══ GIVEN ENTRIES ══

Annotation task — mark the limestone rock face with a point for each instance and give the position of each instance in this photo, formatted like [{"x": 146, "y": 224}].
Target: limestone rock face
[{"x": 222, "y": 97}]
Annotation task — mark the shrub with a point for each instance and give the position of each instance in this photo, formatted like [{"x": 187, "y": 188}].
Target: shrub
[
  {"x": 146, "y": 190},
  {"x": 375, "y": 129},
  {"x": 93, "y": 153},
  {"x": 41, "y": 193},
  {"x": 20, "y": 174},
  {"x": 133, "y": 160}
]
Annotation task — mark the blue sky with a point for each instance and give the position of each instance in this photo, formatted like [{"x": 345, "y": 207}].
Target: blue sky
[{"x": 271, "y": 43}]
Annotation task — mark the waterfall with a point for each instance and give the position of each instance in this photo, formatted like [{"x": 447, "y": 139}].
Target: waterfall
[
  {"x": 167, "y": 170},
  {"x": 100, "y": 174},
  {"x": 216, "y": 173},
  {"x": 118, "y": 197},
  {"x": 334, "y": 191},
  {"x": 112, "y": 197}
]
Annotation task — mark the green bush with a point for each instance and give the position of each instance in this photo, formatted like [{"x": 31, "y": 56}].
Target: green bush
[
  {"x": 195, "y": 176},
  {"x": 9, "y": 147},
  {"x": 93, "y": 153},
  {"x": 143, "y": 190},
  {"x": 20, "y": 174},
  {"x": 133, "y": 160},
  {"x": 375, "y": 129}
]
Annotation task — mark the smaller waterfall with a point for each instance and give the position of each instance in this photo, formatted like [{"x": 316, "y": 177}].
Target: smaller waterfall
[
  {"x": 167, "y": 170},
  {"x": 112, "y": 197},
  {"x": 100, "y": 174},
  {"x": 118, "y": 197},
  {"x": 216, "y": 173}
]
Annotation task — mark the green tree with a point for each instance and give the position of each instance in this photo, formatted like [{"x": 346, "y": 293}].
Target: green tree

═══

**TASK TO CARRY OUT:** Format all of the data above as a JSON array of strings, one string per line, omitting any blank lines.

**EXPECTED ANSWER:**
[
  "Annotation task — mark the limestone rock face with a point for each instance and give the position of each instance in this photo, formatted like [{\"x\": 146, \"y\": 224}].",
  "Target: limestone rock face",
  "[{\"x\": 222, \"y\": 97}]",
  "Annotation task — mark the shrub with a point for each instance and give the position of each instance in this photo, formatted like [{\"x\": 187, \"y\": 188}].",
  "Target: shrub",
  "[",
  "  {\"x\": 146, \"y\": 190},",
  "  {\"x\": 375, \"y\": 129},",
  "  {\"x\": 93, \"y\": 153},",
  "  {\"x\": 41, \"y\": 193},",
  "  {\"x\": 20, \"y\": 174},",
  "  {\"x\": 133, \"y\": 160}",
  "]",
  "Annotation task — mark the blue sky with a point for each instance and give the position of each instance in this photo, formatted like [{\"x\": 345, \"y\": 207}].",
  "Target: blue sky",
  "[{\"x\": 271, \"y\": 43}]",
  "Annotation task — mark the waterfall with a point for each instance and give the position of each instance in this photo, formatted like [{\"x\": 447, \"y\": 139}].",
  "Target: waterfall",
  "[",
  "  {\"x\": 167, \"y\": 170},",
  "  {\"x\": 100, \"y\": 174},",
  "  {\"x\": 216, \"y\": 173},",
  "  {\"x\": 118, \"y\": 197},",
  "  {\"x\": 334, \"y\": 191},",
  "  {\"x\": 112, \"y\": 197}",
  "]",
  "Annotation task — mark the green bush with a point for each instance and give the position of each instance in this photo, formatted like [{\"x\": 31, \"y\": 56}].",
  "Target: green bush",
  "[",
  "  {\"x\": 195, \"y\": 176},",
  "  {\"x\": 9, \"y\": 147},",
  "  {\"x\": 93, \"y\": 153},",
  "  {\"x\": 143, \"y\": 190},",
  "  {\"x\": 20, \"y\": 174},",
  "  {\"x\": 133, \"y\": 160},",
  "  {\"x\": 375, \"y\": 129}",
  "]",
  "Annotation task — mark the smaller waterfall with a point for each instance and give the position of each instance in this photo, formatted like [{\"x\": 316, \"y\": 177}].",
  "Target: smaller waterfall",
  "[",
  "  {\"x\": 167, \"y\": 170},",
  "  {\"x\": 112, \"y\": 197},",
  "  {\"x\": 100, \"y\": 174},",
  "  {\"x\": 118, \"y\": 197},",
  "  {\"x\": 216, \"y\": 173}",
  "]",
  "Annotation task — mark the green tree with a point for each instance and give the position of each instance in this photo, formatted like [{\"x\": 346, \"y\": 293}].",
  "Target: green tree"
]